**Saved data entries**
########
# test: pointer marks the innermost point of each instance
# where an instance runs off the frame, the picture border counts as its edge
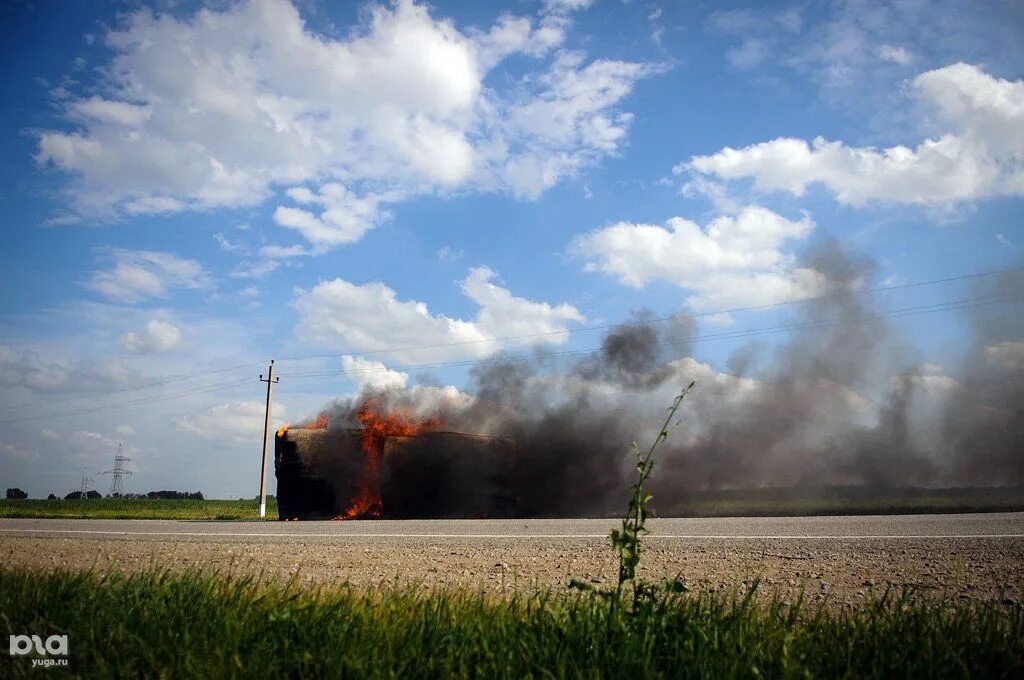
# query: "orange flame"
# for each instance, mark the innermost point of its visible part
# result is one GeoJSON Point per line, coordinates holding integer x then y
{"type": "Point", "coordinates": [377, 426]}
{"type": "Point", "coordinates": [320, 423]}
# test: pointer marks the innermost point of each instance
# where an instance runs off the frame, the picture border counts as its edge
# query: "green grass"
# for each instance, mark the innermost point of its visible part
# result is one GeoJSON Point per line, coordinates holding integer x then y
{"type": "Point", "coordinates": [115, 508]}
{"type": "Point", "coordinates": [206, 625]}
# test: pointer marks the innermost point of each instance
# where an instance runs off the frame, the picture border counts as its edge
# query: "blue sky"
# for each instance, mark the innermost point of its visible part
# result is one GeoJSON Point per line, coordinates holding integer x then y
{"type": "Point", "coordinates": [187, 188]}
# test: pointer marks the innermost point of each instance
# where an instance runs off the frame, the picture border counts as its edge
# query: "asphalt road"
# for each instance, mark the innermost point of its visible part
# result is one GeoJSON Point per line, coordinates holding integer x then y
{"type": "Point", "coordinates": [836, 559]}
{"type": "Point", "coordinates": [981, 525]}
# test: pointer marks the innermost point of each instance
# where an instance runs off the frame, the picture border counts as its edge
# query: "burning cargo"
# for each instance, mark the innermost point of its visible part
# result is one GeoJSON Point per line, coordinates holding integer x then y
{"type": "Point", "coordinates": [371, 472]}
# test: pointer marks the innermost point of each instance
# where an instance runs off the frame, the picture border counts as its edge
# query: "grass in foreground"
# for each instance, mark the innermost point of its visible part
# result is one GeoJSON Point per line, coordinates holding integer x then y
{"type": "Point", "coordinates": [117, 508]}
{"type": "Point", "coordinates": [199, 624]}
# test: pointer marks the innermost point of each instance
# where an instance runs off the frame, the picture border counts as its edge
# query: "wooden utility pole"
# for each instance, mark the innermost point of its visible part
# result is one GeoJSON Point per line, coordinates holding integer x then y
{"type": "Point", "coordinates": [269, 380]}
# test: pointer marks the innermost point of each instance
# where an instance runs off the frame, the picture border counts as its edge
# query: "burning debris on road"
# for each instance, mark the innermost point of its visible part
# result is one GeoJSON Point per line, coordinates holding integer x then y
{"type": "Point", "coordinates": [393, 466]}
{"type": "Point", "coordinates": [843, 401]}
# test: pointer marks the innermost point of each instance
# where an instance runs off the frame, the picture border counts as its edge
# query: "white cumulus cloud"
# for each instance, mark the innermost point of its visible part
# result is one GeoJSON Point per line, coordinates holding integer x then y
{"type": "Point", "coordinates": [232, 423]}
{"type": "Point", "coordinates": [371, 316]}
{"type": "Point", "coordinates": [982, 156]}
{"type": "Point", "coordinates": [157, 336]}
{"type": "Point", "coordinates": [734, 260]}
{"type": "Point", "coordinates": [226, 105]}
{"type": "Point", "coordinates": [140, 274]}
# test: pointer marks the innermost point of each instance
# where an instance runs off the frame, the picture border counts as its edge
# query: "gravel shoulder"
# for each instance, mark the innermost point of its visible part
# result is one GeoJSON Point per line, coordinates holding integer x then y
{"type": "Point", "coordinates": [839, 559]}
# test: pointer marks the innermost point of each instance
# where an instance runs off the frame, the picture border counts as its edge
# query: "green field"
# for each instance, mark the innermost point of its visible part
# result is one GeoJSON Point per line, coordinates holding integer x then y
{"type": "Point", "coordinates": [766, 502]}
{"type": "Point", "coordinates": [206, 625]}
{"type": "Point", "coordinates": [115, 508]}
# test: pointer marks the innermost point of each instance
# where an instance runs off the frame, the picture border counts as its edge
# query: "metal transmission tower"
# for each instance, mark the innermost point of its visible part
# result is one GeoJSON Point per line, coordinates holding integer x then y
{"type": "Point", "coordinates": [119, 472]}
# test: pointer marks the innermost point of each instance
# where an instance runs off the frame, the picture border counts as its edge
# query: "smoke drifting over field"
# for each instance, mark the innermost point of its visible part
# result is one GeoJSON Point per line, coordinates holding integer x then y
{"type": "Point", "coordinates": [835, 405]}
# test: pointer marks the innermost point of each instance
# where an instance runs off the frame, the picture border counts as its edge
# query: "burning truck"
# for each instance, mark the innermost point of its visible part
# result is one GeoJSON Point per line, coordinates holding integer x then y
{"type": "Point", "coordinates": [393, 466]}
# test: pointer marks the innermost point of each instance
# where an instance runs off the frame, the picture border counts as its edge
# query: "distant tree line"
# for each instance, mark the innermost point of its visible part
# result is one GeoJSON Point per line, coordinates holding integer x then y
{"type": "Point", "coordinates": [15, 494]}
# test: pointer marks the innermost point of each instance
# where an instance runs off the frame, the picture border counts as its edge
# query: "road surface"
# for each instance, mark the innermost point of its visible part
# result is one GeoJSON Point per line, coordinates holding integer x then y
{"type": "Point", "coordinates": [840, 558]}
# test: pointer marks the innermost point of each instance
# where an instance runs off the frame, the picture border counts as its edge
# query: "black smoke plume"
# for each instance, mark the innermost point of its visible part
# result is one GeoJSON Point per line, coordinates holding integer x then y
{"type": "Point", "coordinates": [844, 400]}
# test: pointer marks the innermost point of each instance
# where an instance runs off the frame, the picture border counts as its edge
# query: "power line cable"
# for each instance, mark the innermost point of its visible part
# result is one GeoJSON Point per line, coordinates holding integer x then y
{"type": "Point", "coordinates": [158, 383]}
{"type": "Point", "coordinates": [130, 388]}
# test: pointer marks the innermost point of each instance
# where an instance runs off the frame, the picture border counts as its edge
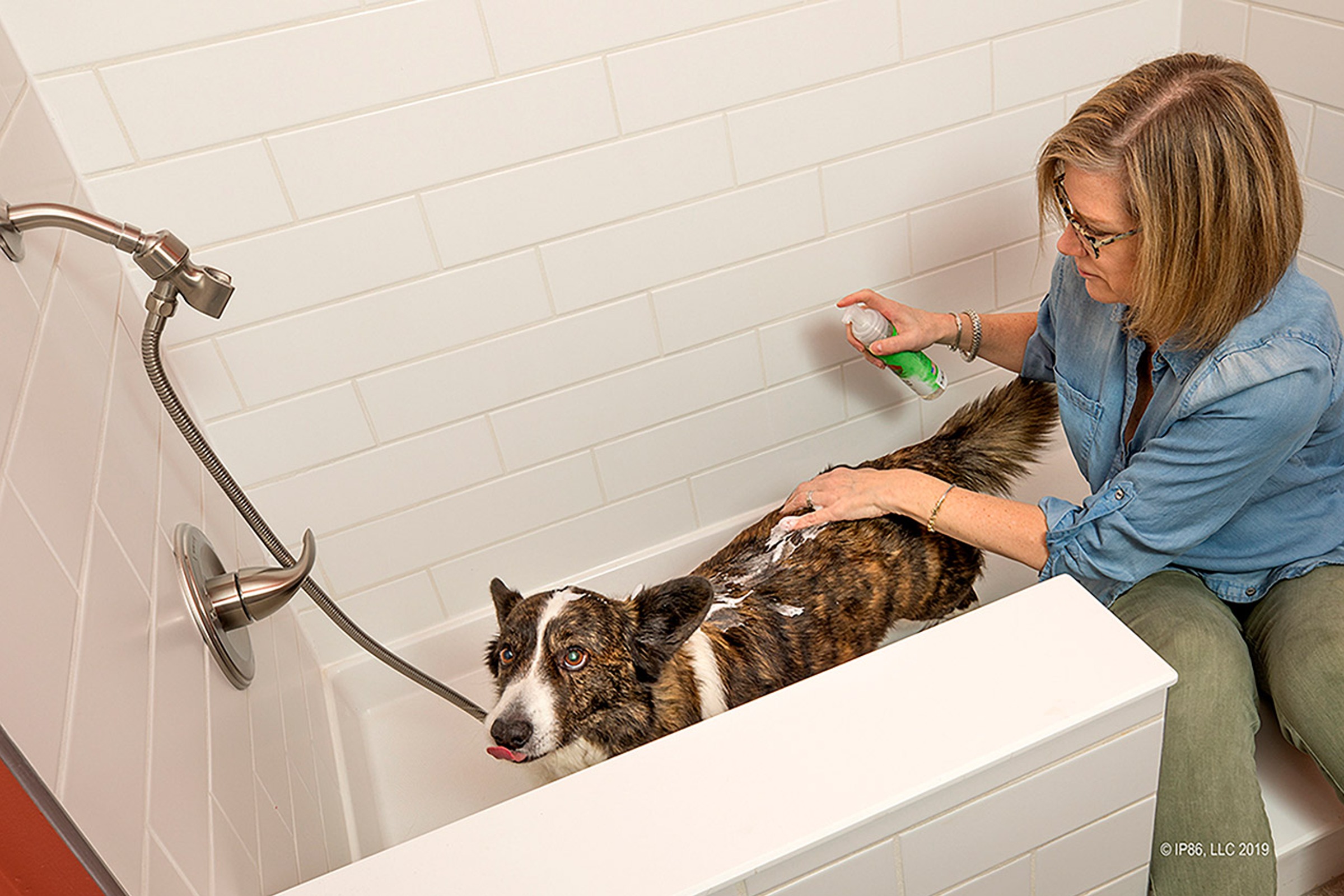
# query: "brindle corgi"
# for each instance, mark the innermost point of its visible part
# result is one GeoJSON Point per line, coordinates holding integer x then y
########
**WHAT THE TASK REQUIRES**
Could you reproduce every record above exactly, leaving out the pictures?

**EXPECTED OUTPUT**
# test: pointer marks the innermost point of each instance
# where an instance runs off the frame, the picture border counts as its edge
# query: "orange flame"
# for each instance, mark the innermost point of its visible part
# result is one GeoJSON Point per line, coordinates holding integer x then y
{"type": "Point", "coordinates": [377, 426]}
{"type": "Point", "coordinates": [320, 423]}
# test: pointer marks the innermost point of each instance
# where an instance runs off the frame, the picture border counts as its edge
# query: "green grass"
# for each instance, mark the innermost point of its visible part
# result is one GeoJSON Point per line, coordinates holding integer x then y
{"type": "Point", "coordinates": [115, 508]}
{"type": "Point", "coordinates": [206, 625]}
# test: pointer marks the innermost point of each instance
# where an instance runs off the frame, the picture border counts as its edge
# query: "blue sky"
# for each instance, mark the innermost point of its visible part
# result is one GeoJSON Point per line, coordinates holding integer x then y
{"type": "Point", "coordinates": [187, 188]}
# test: pointer marks the innermost point of each instance
# where an instance runs off the frame, the picture border counts as its edge
# query: "asphalt road"
# for each instance, mark the innermost point of its visible part
# result is one GeoJSON Point per line, coordinates holding integer x then y
{"type": "Point", "coordinates": [836, 559]}
{"type": "Point", "coordinates": [981, 525]}
# test: pointer marks the innermost point of each instance
# where an instance runs off the frame, the picture border counts as its edge
# query: "burning cargo"
# for each instance, mark the innermost point of its visible part
# result is one GeoJSON Point per line, coordinates holding integer x then y
{"type": "Point", "coordinates": [371, 472]}
# test: pointer marks the innermost point of each instance
# where an instance runs off the frame, the picture border counts as its edge
# query: "grass in foreground"
# for each instance, mark the innermost point of its visible part
# result is one GeoJSON Point per line, coordinates holding integer x then y
{"type": "Point", "coordinates": [117, 508]}
{"type": "Point", "coordinates": [199, 624]}
# test: pointer marks the innermost point of each instance
# where an instance runs off the frame, the picture border counts as its edge
# query: "wooden utility pole"
# for each instance, mark the innermost point of its visible part
# result is one GeoJSON Point per line, coordinates holding integer x then y
{"type": "Point", "coordinates": [269, 380]}
# test: pointer marks the innermost point of each instance
# where an instance runs off the frame, the picture border counts as its edge
# query: "burning debris on road"
# for each instance, mark the innermost point of its visible part
# result is one GeoJSON Point per line, coordinates holding integer x then y
{"type": "Point", "coordinates": [393, 466]}
{"type": "Point", "coordinates": [843, 401]}
# test: pointer marks the innermost point of each instance
# where an instance runs off the frame, the picture border counts as its edge
# query: "white cumulus cloud"
# for each instance, mark the innermost point of its visible part
# result is one GeoJSON Point per line, coordinates holding integer x then y
{"type": "Point", "coordinates": [232, 423]}
{"type": "Point", "coordinates": [371, 316]}
{"type": "Point", "coordinates": [982, 156]}
{"type": "Point", "coordinates": [157, 336]}
{"type": "Point", "coordinates": [734, 260]}
{"type": "Point", "coordinates": [226, 105]}
{"type": "Point", "coordinates": [140, 274]}
# test: pointer marks the innermost point of each instance
# where an instance runs off the frame, the picture border counts as its edge
# query: "gravel shoulder"
# for each instance, mark the innermost point of its visible part
# result is one GeoJSON Point per line, coordinates holding integer x then y
{"type": "Point", "coordinates": [839, 559]}
# test: pointer marks the innermost point of each instance
# where an instance runs off the frame, the picture border counts as its edge
# query: "green field"
# for each instance, mark the innermost point of its visible part
# result is one GeoJSON Point per line, coordinates holding integer x then y
{"type": "Point", "coordinates": [766, 502]}
{"type": "Point", "coordinates": [206, 625]}
{"type": "Point", "coordinates": [115, 508]}
# test: pointer marks the innermost point of each instance
# where an instance runs off the frame, the picture border counts as its edge
# query: "metal transmission tower"
# for each instance, mark the innermost point of its visible part
# result is one GeoJSON Point per line, coordinates holding integer x then y
{"type": "Point", "coordinates": [119, 472]}
# test: pointer marks the innermost point of each instance
# where an instance runs off the frame, the picture border counts as its edge
# query: "smoke drifting over field"
# for each instance, mark the innermost point of its visible part
# result is one GeoJSON Point per line, coordinates holding integer x then y
{"type": "Point", "coordinates": [835, 405]}
# test: pointer marks the innermost point of each instance
# where an instance runs off the frame, the picture border counts as its edge
# query: "burning truck"
# for each instance, mark the innermost point of its visible part
# result is one GeoJSON Point per line, coordinates holding integer x then y
{"type": "Point", "coordinates": [393, 466]}
# test: pointer marks the innermost point of each instance
# where an instance runs off the frame, the picture border counts as its edge
# query: "distant tree line"
# for each instance, mark the innermost point of its visible part
# result is one GeoJSON Point per line, coordinates holding integer x then y
{"type": "Point", "coordinates": [15, 494]}
# test: pointer marks the innermost point of each instance
# where an instance runs off the frame, the picture border counts as its edge
# query: "road surface"
# for each instance, mark the innermost point of its visible part
# result is one GeoJSON Point per line, coordinates holding integer x then y
{"type": "Point", "coordinates": [840, 558]}
# test: pointer marks the innermost point of each instance
# where an instance runs off the frame, the picture border counts as its edge
# query: "black smoke plume"
# for each instance, mark the innermost point of its visible part
# result is one GeoJSON Point per line, coordinates holding integer x then y
{"type": "Point", "coordinates": [844, 400]}
# test: pointer marks the innermost point of each instance
# where an instance runs off the frame, the picture border counts as its edge
# query: "power line cable"
# for each instance, mark the innermost point of its visible part
# result is one GeoJSON Point per line, coordinates holding integer x then y
{"type": "Point", "coordinates": [158, 383]}
{"type": "Point", "coordinates": [130, 388]}
# test: pointer marks the innermost point of each instance
# where an instance runs off the frame, the picture border counts as its edge
# query: "brindle corgi"
# for each instance, mark the innermost point of its visible part
# result is one GeoJSON Point per line, coordinates holding integer x then y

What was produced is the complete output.